→ **WHAT THE TASK ASKS**
Please copy out the entries until you have copied the line that contains "Mark a point on each instance of the eyeglass", beginning with the first line.

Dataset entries

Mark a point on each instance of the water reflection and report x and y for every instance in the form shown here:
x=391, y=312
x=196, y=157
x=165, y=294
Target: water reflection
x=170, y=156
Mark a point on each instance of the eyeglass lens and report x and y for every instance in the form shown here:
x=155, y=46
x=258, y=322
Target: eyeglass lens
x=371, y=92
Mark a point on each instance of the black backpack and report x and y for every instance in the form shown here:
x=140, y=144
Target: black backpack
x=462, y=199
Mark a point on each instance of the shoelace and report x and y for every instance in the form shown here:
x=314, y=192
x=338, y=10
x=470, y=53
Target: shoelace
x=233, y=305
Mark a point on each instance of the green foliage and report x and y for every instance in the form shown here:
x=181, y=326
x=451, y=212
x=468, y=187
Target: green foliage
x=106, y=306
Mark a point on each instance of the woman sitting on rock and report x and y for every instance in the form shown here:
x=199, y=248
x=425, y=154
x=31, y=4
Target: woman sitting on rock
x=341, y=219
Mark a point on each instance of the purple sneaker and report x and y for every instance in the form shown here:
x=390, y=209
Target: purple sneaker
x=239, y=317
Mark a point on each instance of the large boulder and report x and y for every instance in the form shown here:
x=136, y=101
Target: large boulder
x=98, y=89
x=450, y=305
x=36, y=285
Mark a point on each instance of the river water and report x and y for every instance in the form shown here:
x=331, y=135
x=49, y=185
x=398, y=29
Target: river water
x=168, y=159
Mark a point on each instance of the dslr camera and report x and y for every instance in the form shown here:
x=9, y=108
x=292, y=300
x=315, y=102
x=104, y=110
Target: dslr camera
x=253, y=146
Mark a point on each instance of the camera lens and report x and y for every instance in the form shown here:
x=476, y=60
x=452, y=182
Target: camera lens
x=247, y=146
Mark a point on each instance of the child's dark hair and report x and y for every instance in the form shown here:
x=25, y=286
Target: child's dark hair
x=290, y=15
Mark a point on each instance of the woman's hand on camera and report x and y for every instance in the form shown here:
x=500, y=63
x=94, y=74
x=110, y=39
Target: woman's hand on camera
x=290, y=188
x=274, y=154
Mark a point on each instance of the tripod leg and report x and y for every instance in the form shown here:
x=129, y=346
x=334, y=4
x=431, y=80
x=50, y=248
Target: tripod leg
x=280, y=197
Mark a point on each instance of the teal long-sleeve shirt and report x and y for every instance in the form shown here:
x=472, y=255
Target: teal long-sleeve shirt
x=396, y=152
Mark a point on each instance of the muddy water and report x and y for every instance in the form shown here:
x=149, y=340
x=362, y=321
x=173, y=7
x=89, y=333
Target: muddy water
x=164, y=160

→ **TASK OUTPUT**
Mark a point on each instance of the water reflection and report x and y for every instance in the form shown here:
x=391, y=312
x=196, y=157
x=165, y=294
Target: water reflection
x=170, y=156
Mark a point on each instance of the eyeglass lens and report x and y for every instance in the form shown here:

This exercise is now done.